**What needs to be done:** How many lines in the entries below contain the string "blue"? Reply with the number alone.

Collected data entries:

********

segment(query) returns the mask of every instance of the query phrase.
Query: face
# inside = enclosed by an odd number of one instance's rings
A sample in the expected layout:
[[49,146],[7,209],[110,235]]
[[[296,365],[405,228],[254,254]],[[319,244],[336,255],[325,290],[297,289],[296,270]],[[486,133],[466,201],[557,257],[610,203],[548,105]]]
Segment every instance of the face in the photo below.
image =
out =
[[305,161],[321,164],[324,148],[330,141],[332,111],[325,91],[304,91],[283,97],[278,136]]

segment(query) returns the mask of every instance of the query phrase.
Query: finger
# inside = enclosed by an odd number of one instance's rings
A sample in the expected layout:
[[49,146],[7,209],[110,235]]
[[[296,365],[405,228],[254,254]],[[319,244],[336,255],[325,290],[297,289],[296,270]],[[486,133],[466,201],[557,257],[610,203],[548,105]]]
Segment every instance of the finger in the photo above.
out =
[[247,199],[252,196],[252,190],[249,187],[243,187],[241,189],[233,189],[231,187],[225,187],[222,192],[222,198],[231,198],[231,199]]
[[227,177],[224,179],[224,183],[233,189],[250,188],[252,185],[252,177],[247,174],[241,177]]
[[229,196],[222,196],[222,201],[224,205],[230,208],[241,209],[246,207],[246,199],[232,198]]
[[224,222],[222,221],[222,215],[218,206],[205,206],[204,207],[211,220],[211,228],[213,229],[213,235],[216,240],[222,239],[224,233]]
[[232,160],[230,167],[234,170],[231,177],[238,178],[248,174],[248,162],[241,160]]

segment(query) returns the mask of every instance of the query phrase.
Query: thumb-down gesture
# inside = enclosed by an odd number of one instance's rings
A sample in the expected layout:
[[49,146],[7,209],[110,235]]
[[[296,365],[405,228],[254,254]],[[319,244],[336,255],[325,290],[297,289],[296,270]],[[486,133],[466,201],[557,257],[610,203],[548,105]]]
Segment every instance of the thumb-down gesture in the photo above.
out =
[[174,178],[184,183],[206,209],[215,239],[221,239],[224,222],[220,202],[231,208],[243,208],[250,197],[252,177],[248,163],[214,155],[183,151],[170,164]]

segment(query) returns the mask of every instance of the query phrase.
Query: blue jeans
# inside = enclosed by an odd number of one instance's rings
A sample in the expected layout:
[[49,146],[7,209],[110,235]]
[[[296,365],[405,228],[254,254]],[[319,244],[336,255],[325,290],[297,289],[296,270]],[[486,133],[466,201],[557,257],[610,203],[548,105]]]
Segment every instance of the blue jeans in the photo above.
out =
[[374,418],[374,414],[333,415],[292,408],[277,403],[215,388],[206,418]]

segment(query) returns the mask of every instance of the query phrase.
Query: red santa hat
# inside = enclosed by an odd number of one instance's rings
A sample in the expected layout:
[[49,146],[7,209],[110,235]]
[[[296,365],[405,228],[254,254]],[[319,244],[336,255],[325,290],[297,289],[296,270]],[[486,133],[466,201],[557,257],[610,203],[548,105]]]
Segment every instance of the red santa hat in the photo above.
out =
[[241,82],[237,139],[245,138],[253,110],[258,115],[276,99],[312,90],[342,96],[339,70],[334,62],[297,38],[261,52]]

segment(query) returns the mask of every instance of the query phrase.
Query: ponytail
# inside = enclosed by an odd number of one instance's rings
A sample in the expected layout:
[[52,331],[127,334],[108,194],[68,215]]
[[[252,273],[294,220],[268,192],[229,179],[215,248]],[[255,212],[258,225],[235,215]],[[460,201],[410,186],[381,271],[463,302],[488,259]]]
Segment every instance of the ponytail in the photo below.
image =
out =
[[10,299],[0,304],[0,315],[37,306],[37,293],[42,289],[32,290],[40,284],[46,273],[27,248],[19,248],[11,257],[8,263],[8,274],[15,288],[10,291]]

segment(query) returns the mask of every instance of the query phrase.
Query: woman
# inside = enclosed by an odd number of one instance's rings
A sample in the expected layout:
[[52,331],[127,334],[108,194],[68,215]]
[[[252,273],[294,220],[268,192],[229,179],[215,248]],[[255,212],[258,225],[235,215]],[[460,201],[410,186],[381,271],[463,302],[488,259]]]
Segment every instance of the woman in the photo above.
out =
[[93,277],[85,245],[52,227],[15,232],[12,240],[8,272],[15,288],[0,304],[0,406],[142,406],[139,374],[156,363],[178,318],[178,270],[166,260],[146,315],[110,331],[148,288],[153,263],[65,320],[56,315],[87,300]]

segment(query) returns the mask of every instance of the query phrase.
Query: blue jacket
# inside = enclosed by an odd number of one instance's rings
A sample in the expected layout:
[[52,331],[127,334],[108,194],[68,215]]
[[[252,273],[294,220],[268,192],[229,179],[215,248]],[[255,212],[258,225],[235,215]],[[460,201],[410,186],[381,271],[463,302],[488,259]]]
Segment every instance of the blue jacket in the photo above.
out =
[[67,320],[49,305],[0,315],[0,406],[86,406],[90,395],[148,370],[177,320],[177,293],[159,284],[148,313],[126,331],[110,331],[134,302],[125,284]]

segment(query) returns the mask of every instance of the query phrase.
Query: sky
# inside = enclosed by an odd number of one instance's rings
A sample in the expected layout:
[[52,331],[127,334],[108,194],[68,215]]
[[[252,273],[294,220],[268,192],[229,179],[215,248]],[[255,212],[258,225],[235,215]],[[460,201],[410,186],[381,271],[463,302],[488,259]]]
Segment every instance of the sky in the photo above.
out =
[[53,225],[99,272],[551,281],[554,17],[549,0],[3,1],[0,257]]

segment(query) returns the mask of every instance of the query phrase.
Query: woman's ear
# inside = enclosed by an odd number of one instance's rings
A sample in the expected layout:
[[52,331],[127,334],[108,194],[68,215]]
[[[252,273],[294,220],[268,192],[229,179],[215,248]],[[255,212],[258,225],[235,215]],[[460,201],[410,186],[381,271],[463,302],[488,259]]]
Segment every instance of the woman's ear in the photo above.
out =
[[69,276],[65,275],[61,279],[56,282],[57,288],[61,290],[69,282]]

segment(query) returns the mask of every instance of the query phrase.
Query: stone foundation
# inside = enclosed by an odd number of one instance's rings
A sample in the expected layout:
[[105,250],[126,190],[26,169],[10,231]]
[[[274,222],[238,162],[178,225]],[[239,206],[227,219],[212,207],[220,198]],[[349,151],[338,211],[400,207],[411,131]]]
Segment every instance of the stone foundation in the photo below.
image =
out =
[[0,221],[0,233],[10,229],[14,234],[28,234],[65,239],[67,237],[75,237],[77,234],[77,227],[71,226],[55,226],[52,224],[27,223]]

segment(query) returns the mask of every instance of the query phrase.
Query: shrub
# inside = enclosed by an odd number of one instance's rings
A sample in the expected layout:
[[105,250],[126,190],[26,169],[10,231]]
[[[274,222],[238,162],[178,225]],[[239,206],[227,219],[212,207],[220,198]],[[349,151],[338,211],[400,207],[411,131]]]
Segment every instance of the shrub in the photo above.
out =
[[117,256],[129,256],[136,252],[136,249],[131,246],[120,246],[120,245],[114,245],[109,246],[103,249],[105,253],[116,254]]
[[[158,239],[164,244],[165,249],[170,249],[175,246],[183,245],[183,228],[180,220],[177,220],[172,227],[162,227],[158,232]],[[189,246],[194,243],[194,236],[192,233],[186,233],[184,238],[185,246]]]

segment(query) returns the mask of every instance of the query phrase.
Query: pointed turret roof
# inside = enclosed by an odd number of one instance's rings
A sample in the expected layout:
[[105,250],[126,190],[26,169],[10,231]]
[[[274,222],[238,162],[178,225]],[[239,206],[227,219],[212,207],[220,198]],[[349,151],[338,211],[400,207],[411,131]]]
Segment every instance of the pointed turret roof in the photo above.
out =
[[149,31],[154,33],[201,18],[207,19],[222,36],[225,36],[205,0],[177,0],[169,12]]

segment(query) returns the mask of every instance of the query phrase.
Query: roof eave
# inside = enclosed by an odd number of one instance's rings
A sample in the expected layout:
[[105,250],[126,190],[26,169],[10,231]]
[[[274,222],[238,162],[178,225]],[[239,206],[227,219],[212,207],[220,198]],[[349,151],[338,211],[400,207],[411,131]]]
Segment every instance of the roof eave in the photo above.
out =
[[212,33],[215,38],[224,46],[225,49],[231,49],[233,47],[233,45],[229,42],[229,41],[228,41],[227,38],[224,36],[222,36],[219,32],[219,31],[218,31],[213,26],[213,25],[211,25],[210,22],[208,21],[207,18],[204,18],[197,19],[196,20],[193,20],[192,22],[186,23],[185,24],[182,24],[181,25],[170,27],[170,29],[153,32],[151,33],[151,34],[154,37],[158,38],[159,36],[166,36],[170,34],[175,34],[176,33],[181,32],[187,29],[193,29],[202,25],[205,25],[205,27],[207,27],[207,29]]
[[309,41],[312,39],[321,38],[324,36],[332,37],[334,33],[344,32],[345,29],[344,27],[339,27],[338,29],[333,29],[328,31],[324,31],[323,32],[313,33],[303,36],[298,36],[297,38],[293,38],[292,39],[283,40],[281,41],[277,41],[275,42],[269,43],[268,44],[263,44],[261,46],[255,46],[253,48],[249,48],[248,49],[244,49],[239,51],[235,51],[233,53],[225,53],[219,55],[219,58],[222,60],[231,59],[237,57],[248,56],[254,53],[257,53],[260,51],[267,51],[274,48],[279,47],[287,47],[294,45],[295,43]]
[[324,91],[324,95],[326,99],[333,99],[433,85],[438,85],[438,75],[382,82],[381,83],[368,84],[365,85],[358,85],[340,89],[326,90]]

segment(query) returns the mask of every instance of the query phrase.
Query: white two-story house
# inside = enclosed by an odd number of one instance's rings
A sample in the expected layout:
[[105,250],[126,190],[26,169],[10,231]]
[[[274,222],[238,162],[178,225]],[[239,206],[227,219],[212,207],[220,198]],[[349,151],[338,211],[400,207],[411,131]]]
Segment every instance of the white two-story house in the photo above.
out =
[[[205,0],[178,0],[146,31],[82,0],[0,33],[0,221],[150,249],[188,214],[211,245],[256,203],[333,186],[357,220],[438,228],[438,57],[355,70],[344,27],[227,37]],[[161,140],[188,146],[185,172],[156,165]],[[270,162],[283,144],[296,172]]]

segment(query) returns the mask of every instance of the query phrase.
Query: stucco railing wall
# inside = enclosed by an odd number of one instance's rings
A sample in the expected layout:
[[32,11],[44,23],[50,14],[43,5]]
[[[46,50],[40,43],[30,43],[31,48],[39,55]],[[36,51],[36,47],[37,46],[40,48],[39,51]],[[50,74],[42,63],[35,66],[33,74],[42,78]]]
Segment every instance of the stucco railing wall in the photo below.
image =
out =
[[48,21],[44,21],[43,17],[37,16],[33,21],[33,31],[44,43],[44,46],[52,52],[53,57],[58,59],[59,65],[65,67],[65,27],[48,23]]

********

**Full solution:** 4